**Supplied material:**

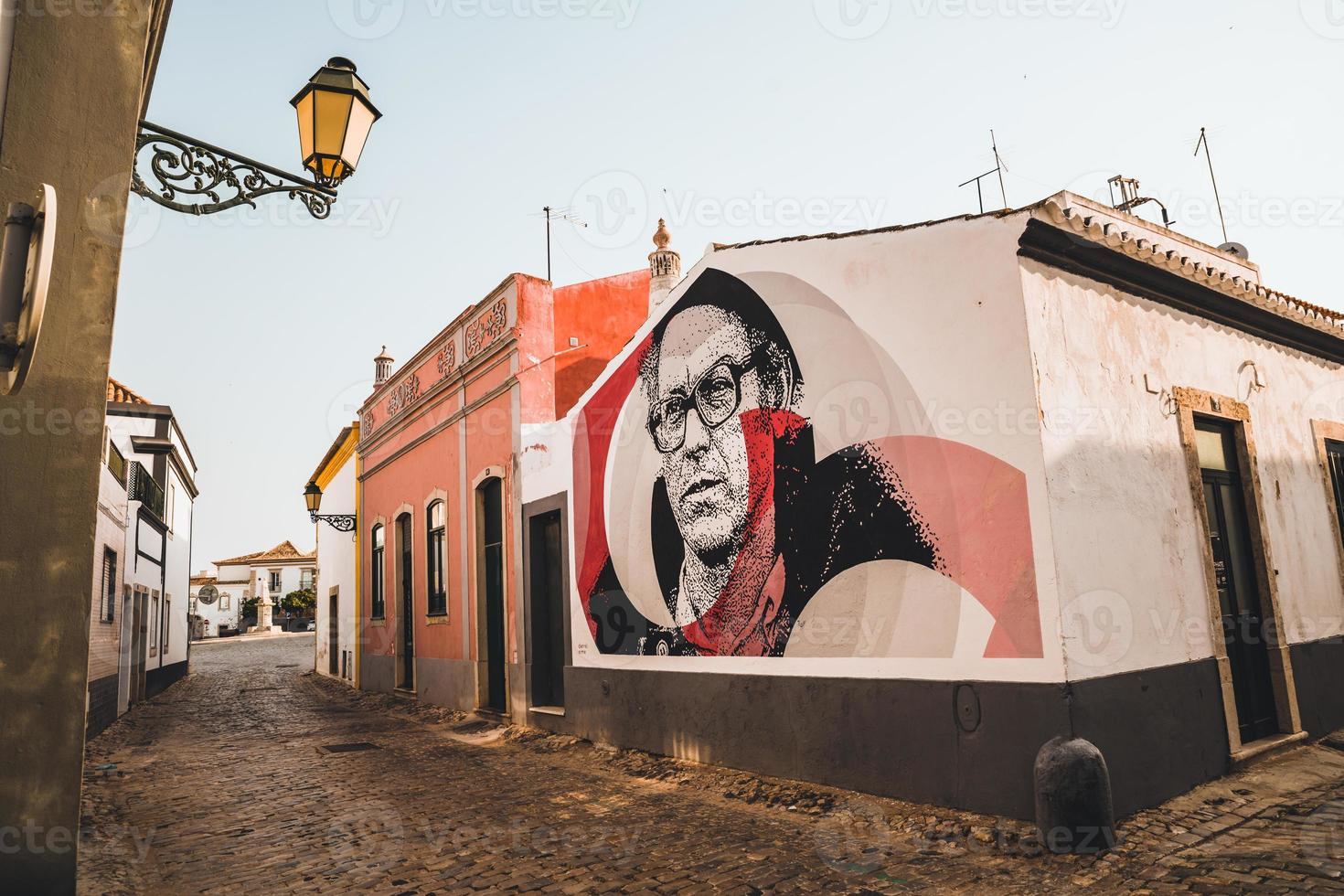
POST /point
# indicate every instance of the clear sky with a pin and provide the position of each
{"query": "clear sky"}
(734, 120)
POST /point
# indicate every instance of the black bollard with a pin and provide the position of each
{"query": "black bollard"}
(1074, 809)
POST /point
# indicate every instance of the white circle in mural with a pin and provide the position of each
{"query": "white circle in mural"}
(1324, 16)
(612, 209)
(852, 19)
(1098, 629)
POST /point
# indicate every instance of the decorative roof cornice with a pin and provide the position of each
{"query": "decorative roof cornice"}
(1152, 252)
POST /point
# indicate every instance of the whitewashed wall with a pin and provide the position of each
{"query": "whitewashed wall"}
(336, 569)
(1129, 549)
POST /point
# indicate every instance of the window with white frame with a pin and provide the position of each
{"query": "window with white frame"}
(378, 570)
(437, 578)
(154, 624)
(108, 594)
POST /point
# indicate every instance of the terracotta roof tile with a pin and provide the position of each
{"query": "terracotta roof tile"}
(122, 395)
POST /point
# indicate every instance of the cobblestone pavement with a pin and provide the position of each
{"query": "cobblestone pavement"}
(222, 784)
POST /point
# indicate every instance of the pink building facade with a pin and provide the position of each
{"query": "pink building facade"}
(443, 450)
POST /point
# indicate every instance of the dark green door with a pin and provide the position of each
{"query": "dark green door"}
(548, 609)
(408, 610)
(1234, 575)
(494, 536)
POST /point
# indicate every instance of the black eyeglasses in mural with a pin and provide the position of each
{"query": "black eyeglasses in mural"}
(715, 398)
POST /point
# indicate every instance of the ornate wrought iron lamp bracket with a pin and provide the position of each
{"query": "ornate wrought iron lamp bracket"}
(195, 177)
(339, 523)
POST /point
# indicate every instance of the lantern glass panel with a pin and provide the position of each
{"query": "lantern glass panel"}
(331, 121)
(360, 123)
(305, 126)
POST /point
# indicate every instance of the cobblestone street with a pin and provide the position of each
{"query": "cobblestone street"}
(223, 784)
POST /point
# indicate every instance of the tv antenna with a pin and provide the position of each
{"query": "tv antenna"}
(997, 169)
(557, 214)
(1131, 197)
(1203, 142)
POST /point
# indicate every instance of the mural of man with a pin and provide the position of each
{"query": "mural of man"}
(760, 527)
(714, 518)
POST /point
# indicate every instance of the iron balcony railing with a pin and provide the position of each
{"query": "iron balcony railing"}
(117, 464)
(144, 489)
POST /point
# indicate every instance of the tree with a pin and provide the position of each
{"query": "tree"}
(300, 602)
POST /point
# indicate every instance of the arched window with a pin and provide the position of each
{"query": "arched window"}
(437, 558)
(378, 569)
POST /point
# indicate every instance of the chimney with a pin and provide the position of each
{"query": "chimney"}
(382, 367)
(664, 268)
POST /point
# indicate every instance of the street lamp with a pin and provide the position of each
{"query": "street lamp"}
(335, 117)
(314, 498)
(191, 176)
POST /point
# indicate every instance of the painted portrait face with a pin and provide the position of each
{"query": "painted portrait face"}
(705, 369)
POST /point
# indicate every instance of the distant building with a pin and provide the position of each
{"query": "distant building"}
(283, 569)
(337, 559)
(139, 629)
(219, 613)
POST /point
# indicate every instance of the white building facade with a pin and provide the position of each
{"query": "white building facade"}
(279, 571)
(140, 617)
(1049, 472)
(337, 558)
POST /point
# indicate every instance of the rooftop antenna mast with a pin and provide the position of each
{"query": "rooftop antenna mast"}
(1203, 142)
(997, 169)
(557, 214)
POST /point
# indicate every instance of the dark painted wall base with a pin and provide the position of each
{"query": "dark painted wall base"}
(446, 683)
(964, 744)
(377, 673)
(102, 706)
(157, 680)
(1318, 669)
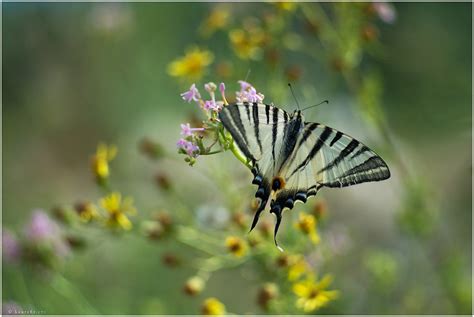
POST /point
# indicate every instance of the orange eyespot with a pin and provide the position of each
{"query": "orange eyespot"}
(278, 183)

---

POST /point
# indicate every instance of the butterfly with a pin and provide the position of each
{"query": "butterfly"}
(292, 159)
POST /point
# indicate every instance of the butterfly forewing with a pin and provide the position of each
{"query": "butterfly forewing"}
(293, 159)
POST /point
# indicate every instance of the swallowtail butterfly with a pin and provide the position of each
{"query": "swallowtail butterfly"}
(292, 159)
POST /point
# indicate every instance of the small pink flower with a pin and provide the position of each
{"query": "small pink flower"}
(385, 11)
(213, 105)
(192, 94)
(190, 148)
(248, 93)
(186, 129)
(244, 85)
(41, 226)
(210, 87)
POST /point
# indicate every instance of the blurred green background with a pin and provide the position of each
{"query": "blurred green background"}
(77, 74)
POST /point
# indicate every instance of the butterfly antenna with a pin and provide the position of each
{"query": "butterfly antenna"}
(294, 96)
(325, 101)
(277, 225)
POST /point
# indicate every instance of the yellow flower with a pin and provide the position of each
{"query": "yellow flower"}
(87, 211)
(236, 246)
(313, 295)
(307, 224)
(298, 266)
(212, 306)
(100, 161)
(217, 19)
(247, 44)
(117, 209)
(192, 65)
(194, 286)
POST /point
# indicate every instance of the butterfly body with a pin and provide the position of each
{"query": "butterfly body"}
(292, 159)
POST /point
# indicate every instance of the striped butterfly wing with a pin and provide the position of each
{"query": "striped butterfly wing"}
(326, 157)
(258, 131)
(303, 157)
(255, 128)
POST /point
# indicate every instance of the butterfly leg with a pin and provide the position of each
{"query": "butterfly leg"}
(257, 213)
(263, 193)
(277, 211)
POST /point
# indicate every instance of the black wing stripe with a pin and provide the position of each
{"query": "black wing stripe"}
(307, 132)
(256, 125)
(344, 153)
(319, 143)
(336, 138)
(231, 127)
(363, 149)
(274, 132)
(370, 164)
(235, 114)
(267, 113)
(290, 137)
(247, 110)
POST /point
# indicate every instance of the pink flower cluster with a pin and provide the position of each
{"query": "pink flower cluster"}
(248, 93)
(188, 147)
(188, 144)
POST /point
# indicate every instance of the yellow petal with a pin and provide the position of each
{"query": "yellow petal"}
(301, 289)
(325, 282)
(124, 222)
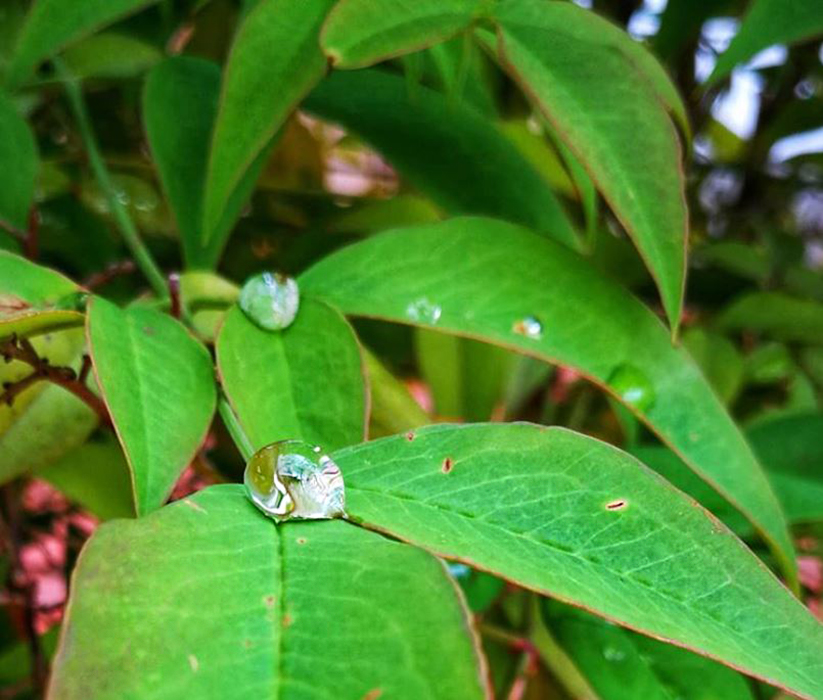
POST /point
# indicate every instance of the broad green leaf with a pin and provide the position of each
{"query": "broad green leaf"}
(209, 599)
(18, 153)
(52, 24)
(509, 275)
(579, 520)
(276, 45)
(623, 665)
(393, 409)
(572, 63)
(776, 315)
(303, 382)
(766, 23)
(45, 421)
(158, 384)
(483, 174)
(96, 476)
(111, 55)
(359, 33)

...

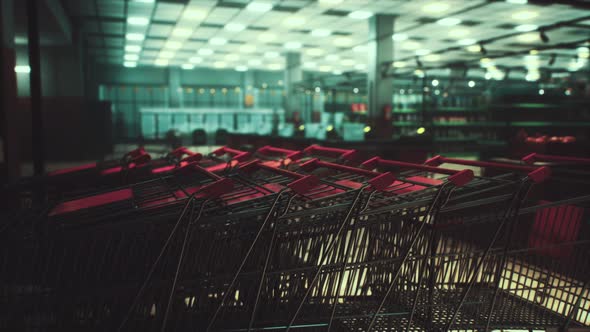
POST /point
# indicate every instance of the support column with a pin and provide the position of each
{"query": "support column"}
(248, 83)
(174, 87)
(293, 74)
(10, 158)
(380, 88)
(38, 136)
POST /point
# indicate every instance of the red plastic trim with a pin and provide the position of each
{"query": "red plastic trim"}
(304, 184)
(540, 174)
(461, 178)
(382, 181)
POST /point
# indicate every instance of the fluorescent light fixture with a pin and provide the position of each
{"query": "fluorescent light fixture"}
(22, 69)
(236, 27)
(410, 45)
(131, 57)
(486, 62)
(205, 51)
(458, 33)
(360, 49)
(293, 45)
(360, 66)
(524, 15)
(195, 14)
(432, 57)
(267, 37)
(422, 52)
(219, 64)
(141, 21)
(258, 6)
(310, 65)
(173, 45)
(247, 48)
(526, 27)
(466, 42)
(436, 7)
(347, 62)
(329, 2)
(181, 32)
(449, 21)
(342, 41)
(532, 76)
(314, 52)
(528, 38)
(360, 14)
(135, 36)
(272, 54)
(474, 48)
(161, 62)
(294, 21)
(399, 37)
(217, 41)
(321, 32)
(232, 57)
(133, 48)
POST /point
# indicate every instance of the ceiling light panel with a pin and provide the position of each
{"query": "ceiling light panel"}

**Aim of the exercise:**
Sift through the material above and copy each line that holds "ceiling".

**Finished task:**
# indicate every instance of the ceiling light panel with a pin and provide the position of each
{"query": "ceiling light panel"}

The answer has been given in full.